[Start of section]

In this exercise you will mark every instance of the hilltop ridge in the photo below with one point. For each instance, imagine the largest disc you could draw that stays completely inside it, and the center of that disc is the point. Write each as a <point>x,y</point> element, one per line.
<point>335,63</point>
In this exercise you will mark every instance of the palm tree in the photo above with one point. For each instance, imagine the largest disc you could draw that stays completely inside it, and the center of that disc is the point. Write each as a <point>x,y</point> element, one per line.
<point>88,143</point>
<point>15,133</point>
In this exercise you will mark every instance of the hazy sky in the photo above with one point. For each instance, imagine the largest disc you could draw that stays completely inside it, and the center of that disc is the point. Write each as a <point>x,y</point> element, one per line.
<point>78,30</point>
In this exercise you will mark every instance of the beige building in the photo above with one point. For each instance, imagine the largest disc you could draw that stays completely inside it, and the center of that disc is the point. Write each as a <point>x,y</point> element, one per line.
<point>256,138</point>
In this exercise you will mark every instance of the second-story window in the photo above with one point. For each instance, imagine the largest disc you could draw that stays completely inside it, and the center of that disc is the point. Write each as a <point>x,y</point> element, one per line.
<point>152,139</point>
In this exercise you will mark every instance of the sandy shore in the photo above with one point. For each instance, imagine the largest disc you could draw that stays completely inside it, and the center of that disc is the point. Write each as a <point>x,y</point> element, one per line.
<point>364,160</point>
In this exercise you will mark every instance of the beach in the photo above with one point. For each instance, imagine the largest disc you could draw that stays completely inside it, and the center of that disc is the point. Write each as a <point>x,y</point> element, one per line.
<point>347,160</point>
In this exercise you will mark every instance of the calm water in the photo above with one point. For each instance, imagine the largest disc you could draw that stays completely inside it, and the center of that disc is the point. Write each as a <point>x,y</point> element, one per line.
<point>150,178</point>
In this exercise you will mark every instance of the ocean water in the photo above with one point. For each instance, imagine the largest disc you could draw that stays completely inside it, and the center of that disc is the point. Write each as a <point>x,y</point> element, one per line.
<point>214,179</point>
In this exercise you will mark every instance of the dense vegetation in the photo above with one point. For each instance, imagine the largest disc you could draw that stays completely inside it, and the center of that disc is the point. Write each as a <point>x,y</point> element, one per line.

[End of section]

▶ [EXERCISE] Each line above must be printed exactly as it appears.

▶ [THE COMPLETED TASK]
In this exercise you will mark every instance of the hilltop ridge in the photo below with one point. For each instance, imagine the largest disc you could draw that stays completely inside it, and the center of that disc is the point. Write each as a <point>x,y</point> element, one per line.
<point>335,63</point>
In this exercise you will mark every instance of the palm tree in the photo above with one point. For each instance, imagine the largest disc you could draw that stays completely inside it, and the center of that disc is the point. Write each as a <point>x,y</point> element, one per line.
<point>88,143</point>
<point>15,133</point>
In this exercise you will mark every instance of the hazy sky in the photo above with one point. For each instance, imagine the largest disc you could draw that stays completely inside it, and the center of that disc is the point. Write each as a <point>x,y</point> element, one per line.
<point>78,30</point>
In this exercise you will mark every instance of the beige building in the photo above with one point. For each instance, imagine the largest disc you could draw that stays completely inside it, and the center of that disc is the point. Write each as a <point>x,y</point> element, one per line.
<point>256,138</point>
In this exercise you will mark every instance of the second-story window in the photo above with one point. For each instance, imagine the largest disc you could draw that stays completely inside it, and the center of that disc is the point. Write each as a <point>x,y</point> element, one per line.
<point>152,139</point>
In this exercise you will mark every instance of the sandy shore in the photo above with one point. For each instance, imagine the largest disc you could draw that stays completely inside it, and the center of that disc is the point. Write each as a <point>x,y</point> element, one per line.
<point>364,160</point>
In this exercise you will mark every instance of the beach in the photo above with one point. For each instance, imagine the largest disc you could draw that stays completely inside it, and the center of that disc is the point. Write each as a <point>x,y</point> element, one per line.
<point>347,160</point>
In this exercise you will mark every instance of the calm water in the photo above with one point. For each instance, imagine the largest disc you could draw that stays completely inside it, and the center of that disc is the point. Write each as a <point>x,y</point> element, one per line.
<point>150,178</point>
In this exercise you will mark every instance of the ocean water in the photo above with one point. For each instance, imagine the largest disc you could draw that stays completely inside it, and the center of that disc is the point. Write each as a <point>x,y</point> element, one per line.
<point>214,179</point>
In this exercise you will mark every instance of the dense vegetation in the photo above with one point. For each instance, imagine the largest disc you could draw that stays completely inside it, and the center of that disc is the point. Write each as a <point>x,y</point> element, one per line.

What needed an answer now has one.